Written problem:
Pull out and copy each line below that contains the word "wooden". Letter case must match.

Working data:

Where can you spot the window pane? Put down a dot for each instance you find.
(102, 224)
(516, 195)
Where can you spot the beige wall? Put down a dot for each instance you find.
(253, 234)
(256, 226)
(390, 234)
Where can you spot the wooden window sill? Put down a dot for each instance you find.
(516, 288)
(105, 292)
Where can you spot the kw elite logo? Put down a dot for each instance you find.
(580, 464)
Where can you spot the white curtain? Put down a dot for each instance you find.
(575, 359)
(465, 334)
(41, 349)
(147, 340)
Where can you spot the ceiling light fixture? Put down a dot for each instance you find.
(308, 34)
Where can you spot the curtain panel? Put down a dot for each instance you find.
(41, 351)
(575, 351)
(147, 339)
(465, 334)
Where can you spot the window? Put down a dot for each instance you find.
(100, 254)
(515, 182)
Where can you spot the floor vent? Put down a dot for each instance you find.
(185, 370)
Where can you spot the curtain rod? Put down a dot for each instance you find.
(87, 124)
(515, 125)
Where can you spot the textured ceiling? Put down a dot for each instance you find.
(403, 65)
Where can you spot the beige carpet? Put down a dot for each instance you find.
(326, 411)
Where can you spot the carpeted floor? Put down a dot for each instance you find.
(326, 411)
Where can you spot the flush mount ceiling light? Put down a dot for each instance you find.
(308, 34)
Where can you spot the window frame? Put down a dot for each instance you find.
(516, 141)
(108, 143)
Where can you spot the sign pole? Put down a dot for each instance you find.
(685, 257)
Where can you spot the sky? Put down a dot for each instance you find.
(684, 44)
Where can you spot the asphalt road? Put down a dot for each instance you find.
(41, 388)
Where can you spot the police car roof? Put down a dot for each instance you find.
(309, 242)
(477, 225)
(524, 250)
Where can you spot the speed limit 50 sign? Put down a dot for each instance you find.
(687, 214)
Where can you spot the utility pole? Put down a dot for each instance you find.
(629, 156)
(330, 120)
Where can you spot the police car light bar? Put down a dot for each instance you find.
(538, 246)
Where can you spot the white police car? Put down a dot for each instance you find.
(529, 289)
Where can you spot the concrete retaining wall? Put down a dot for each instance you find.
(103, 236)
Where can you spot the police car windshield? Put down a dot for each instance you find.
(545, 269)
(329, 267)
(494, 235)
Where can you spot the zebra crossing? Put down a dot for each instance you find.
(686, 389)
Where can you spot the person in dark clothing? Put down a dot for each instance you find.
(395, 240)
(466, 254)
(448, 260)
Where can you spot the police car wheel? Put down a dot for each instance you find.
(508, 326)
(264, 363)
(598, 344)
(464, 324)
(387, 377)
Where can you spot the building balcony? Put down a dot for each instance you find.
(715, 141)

---

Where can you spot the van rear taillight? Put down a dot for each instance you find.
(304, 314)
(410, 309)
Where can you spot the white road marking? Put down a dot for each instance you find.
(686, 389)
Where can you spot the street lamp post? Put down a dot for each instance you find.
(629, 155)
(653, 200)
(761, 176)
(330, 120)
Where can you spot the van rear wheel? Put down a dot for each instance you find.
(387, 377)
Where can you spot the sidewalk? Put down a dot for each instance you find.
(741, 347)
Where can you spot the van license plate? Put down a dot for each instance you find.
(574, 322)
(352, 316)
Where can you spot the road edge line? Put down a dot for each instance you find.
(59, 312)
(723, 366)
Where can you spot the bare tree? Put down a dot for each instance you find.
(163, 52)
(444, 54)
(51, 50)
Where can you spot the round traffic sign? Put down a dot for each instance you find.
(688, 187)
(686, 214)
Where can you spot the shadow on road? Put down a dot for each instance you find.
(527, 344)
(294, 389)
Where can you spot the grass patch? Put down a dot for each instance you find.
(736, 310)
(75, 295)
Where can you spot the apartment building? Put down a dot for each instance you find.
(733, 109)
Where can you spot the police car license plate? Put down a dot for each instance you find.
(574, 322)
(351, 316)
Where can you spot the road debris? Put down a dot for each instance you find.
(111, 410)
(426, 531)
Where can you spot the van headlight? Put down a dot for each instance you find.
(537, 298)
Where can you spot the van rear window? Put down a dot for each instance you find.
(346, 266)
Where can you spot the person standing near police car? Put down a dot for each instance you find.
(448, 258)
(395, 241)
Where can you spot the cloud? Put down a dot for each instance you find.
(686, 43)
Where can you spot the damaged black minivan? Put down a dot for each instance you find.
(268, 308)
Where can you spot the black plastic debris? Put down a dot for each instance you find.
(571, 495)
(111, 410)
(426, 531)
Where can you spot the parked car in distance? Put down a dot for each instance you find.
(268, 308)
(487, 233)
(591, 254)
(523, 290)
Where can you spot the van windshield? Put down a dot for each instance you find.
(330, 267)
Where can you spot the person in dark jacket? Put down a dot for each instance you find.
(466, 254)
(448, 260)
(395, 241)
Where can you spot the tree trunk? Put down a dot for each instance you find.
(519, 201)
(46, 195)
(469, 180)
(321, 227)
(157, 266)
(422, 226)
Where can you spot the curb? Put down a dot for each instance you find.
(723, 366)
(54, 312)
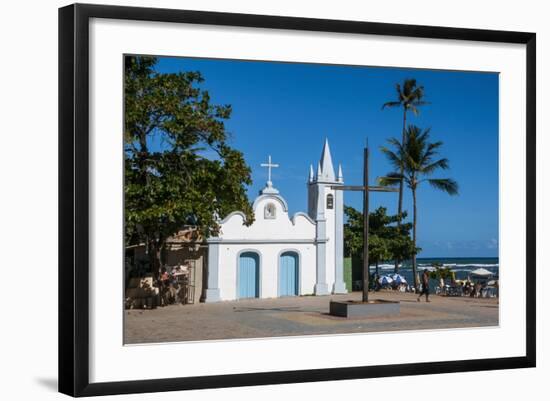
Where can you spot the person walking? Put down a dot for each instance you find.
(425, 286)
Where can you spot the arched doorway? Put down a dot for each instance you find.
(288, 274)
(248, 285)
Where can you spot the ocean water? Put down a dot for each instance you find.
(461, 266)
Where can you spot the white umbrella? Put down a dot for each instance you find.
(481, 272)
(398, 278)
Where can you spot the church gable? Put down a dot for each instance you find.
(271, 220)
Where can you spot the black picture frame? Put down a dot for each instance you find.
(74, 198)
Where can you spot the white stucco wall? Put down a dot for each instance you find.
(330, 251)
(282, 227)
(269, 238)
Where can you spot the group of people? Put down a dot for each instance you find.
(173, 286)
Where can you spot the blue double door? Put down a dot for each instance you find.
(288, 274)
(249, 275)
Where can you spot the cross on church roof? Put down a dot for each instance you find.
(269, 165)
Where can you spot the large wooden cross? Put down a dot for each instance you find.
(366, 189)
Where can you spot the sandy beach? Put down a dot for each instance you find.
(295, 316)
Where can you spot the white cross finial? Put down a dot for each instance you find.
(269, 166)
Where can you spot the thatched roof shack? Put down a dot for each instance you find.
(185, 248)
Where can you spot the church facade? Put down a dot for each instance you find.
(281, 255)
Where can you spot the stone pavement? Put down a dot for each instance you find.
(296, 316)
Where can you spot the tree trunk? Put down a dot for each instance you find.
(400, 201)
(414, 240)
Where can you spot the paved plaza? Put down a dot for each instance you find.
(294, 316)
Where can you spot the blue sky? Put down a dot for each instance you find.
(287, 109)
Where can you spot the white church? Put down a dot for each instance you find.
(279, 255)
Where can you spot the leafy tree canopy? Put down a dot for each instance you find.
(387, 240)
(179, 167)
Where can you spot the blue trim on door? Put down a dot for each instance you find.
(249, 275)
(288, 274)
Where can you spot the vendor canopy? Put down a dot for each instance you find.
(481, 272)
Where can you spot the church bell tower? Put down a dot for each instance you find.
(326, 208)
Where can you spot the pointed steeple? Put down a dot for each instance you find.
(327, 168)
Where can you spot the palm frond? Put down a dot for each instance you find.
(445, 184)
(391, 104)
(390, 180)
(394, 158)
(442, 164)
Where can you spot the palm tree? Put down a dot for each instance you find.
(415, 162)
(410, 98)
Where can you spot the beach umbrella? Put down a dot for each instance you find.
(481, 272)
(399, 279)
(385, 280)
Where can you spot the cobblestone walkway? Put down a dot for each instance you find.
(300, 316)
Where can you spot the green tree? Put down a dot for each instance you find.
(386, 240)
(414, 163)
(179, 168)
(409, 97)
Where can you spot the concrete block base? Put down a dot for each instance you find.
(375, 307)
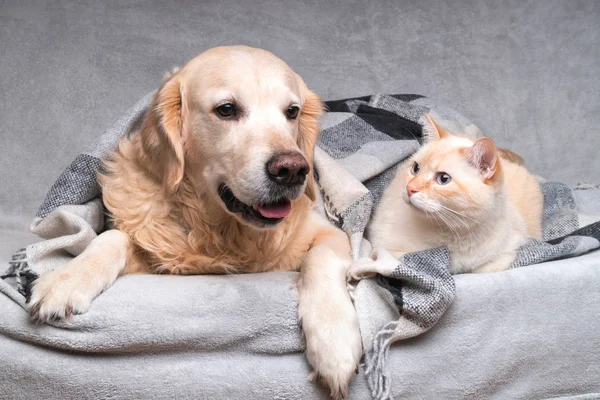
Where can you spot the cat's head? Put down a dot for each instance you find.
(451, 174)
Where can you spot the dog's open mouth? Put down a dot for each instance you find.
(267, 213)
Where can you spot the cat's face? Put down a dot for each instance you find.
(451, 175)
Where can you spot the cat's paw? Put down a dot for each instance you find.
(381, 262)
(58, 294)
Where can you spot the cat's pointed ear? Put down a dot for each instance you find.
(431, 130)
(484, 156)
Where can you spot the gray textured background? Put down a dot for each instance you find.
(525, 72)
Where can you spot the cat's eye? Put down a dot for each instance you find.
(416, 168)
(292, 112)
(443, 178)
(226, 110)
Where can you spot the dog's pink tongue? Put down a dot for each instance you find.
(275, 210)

---

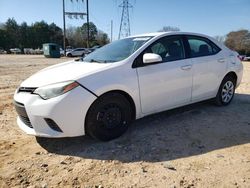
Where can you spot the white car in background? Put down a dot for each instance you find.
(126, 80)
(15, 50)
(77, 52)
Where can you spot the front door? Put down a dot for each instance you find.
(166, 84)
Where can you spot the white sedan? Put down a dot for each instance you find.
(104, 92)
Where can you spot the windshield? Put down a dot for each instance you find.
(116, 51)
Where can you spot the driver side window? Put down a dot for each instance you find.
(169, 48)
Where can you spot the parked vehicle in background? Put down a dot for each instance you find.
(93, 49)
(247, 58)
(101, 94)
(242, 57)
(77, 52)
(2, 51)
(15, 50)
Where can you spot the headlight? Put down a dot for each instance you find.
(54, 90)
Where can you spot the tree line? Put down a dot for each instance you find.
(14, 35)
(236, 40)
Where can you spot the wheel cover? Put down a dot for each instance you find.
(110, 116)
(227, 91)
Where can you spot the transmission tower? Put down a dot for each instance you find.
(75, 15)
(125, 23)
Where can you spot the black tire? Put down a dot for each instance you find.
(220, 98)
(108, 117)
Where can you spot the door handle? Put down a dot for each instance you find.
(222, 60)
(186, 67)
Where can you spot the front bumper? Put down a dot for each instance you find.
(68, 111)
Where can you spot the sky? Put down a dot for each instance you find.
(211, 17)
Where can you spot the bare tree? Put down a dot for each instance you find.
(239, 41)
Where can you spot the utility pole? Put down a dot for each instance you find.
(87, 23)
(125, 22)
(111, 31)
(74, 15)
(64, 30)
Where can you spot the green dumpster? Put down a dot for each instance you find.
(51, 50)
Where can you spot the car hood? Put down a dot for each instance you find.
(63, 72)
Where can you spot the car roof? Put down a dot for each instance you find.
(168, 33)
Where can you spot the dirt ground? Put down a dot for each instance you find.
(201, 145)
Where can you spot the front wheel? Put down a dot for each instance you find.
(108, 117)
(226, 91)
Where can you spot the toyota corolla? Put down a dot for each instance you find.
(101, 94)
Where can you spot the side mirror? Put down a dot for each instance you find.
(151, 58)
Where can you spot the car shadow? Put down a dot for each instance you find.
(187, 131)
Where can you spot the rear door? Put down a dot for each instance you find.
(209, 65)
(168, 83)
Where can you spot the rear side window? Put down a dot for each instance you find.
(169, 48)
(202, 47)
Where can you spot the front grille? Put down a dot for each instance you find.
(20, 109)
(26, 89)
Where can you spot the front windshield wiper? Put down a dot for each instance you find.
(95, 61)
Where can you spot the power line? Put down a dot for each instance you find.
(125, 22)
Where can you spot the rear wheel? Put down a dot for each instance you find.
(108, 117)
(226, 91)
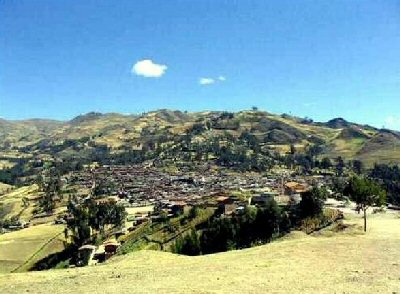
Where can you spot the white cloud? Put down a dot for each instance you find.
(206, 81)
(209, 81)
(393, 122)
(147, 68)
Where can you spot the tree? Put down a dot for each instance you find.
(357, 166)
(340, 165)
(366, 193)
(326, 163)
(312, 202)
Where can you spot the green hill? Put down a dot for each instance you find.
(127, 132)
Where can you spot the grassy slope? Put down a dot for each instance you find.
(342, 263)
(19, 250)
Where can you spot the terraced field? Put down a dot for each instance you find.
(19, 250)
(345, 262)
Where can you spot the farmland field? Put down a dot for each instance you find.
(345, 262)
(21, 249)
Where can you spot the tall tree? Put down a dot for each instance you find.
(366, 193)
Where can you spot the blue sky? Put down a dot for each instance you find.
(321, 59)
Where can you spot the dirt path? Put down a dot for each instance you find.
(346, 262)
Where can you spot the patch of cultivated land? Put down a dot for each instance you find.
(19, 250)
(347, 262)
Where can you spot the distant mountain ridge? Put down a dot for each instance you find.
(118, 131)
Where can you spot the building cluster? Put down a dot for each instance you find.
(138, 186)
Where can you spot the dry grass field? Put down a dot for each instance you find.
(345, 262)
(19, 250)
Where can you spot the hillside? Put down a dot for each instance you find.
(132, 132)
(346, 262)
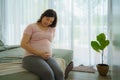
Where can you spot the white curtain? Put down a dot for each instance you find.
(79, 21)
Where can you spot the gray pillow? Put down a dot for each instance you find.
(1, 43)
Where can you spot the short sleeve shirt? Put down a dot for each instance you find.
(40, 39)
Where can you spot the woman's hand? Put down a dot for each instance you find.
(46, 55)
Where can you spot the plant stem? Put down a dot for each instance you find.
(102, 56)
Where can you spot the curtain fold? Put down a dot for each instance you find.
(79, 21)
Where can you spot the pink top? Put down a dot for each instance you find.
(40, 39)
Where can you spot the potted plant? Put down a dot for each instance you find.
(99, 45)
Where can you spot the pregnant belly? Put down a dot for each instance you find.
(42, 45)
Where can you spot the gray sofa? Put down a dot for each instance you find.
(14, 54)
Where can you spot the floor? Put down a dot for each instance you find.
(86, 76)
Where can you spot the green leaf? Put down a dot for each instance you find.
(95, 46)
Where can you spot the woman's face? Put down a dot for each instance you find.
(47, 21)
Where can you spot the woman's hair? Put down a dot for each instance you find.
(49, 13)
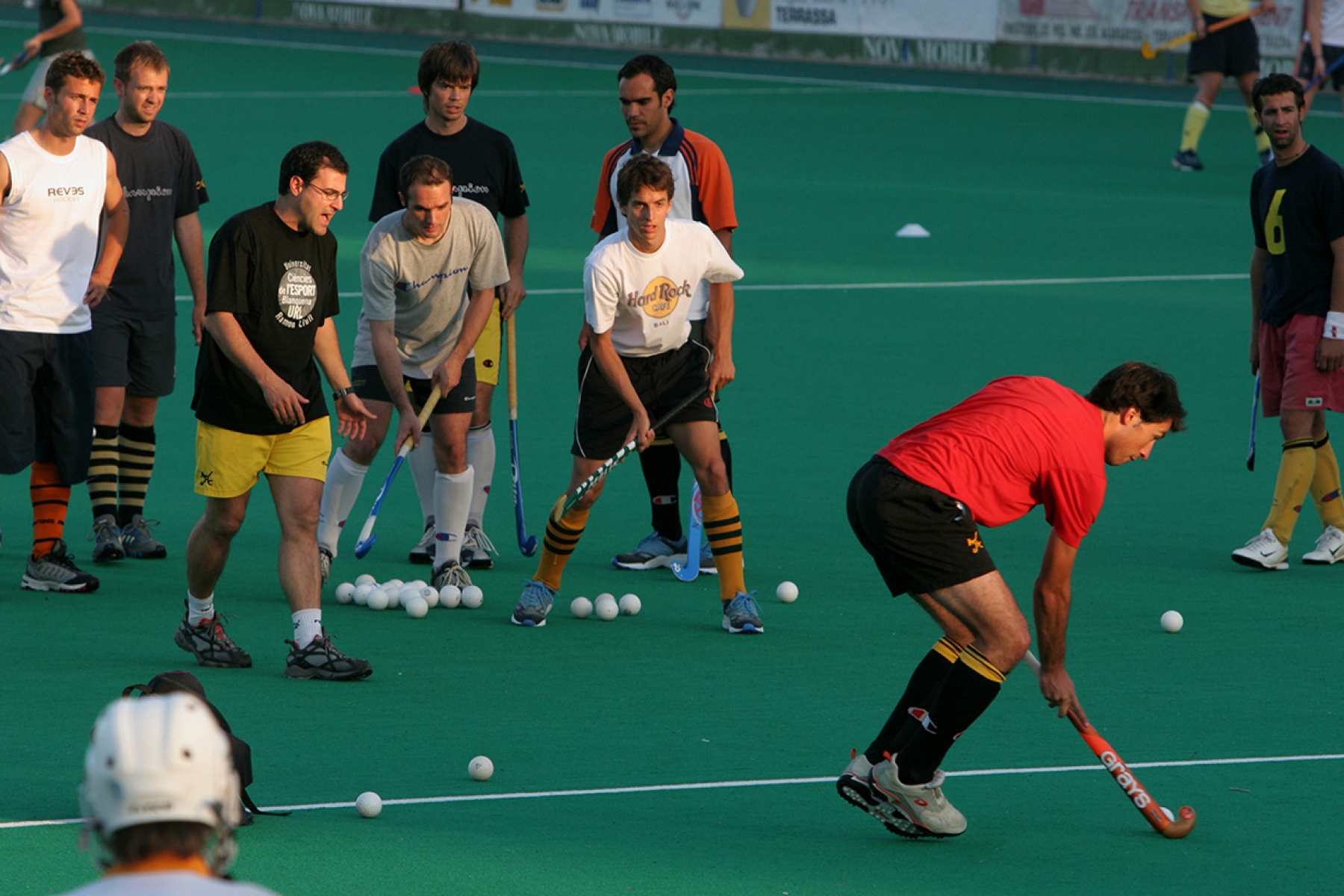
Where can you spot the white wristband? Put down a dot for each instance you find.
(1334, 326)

Answer for this exercise:
Where can you spot the wooden window sill? Put down a dot for each instance you find.
Where can you spot the large wooden cross? Put down a dot for each instance you find.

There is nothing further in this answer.